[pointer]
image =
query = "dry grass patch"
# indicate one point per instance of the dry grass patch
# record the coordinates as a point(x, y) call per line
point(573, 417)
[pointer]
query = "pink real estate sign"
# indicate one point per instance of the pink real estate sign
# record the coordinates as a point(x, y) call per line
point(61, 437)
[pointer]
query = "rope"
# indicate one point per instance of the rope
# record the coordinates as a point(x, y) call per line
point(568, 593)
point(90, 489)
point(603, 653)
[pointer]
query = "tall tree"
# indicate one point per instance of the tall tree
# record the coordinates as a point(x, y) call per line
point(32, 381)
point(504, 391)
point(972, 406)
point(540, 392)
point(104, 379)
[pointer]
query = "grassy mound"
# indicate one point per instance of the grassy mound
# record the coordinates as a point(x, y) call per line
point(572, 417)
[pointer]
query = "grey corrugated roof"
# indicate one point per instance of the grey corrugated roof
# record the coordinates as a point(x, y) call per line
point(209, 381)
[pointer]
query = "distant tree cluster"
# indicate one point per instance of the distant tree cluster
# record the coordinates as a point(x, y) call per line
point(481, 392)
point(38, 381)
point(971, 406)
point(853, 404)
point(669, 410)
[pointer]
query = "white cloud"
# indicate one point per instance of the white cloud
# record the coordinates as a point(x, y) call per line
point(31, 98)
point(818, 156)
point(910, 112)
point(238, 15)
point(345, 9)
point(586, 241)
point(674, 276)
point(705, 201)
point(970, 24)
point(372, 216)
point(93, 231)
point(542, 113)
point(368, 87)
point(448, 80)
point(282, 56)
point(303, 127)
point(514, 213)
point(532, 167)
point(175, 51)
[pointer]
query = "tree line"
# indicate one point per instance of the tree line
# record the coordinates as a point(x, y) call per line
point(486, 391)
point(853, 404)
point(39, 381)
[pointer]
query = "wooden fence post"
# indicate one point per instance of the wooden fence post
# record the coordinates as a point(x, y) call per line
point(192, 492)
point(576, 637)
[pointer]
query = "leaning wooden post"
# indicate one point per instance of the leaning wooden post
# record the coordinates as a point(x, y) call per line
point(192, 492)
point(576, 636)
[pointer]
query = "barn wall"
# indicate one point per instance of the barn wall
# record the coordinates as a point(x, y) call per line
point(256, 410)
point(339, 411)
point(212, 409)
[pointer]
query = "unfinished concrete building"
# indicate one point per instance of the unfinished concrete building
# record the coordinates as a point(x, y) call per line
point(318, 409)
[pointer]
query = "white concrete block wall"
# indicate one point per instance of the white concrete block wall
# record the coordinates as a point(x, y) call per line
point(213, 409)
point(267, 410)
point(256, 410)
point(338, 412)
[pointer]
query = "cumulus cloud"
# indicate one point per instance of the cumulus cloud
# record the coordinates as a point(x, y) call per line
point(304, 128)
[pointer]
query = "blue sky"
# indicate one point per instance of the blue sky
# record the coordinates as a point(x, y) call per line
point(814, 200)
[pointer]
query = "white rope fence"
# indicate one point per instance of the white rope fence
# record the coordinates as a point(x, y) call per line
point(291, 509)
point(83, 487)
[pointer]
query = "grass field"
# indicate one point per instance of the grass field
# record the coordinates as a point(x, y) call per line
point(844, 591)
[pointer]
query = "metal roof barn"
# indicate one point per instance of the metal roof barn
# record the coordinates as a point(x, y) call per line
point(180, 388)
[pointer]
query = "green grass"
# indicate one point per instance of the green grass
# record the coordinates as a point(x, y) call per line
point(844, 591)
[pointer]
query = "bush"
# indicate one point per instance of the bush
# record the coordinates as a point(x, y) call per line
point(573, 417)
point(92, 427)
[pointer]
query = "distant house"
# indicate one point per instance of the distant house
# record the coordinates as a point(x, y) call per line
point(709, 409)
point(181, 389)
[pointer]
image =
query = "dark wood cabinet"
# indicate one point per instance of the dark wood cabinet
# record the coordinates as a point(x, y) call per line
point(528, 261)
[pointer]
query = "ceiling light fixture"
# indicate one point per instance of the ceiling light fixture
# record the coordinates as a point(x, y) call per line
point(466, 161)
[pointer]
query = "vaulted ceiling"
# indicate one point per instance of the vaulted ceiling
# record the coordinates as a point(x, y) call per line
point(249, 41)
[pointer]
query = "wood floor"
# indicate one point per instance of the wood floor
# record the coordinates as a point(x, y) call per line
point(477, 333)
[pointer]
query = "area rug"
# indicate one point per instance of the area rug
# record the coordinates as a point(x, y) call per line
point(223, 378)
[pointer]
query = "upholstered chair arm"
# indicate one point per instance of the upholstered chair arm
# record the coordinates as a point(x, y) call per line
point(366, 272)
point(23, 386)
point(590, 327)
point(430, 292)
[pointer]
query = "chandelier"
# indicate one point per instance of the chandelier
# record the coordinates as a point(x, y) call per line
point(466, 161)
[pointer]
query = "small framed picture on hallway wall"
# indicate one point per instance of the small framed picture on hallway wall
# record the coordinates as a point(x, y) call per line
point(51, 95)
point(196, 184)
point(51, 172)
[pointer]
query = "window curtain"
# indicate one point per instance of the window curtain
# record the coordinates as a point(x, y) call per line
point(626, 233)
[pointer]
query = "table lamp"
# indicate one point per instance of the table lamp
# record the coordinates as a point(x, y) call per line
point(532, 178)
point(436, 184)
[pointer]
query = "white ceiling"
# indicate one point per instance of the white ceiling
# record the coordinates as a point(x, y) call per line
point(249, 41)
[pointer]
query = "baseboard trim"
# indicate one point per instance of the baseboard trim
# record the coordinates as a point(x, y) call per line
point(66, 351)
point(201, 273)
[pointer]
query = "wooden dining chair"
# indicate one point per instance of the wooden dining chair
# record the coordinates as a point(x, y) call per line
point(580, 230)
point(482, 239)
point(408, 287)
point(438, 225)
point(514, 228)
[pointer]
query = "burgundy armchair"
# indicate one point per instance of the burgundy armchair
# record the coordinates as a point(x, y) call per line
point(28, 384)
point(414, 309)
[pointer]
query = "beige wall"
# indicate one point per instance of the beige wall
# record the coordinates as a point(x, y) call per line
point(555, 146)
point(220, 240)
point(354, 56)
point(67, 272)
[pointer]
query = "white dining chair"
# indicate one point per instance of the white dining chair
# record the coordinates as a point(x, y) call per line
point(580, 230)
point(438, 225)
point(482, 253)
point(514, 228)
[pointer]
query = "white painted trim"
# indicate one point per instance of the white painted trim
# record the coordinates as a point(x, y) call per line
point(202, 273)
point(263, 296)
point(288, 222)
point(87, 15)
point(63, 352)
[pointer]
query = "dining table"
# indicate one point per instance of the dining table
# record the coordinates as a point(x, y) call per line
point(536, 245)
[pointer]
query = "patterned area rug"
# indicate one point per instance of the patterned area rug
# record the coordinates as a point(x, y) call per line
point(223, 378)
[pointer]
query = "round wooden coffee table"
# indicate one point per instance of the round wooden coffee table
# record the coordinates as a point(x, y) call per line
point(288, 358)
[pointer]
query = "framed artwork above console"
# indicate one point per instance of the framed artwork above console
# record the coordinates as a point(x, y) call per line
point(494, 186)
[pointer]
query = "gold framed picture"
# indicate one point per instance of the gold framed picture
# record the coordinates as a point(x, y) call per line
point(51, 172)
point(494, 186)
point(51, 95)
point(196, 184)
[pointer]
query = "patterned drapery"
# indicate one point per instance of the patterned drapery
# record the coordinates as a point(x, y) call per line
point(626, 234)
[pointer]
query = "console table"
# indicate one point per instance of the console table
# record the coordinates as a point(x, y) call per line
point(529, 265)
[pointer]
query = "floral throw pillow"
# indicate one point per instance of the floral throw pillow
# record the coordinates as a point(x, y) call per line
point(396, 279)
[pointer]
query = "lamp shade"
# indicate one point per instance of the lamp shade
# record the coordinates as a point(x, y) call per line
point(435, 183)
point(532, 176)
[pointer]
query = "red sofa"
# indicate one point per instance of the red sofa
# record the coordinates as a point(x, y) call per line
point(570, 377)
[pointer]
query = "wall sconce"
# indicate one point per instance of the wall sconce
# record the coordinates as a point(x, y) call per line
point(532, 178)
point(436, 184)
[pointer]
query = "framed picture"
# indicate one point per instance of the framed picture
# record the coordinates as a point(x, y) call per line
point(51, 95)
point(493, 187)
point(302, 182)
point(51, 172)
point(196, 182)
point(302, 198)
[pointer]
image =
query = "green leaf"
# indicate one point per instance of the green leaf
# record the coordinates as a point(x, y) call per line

-*-*-

• WHAT YOU SHOULD DO:
Where a line of the records includes "artwork", copy it.

• RESULT FOR THIS TASK:
query = "framed artwork above console"
# indicate one point per instance of the framed artwork above console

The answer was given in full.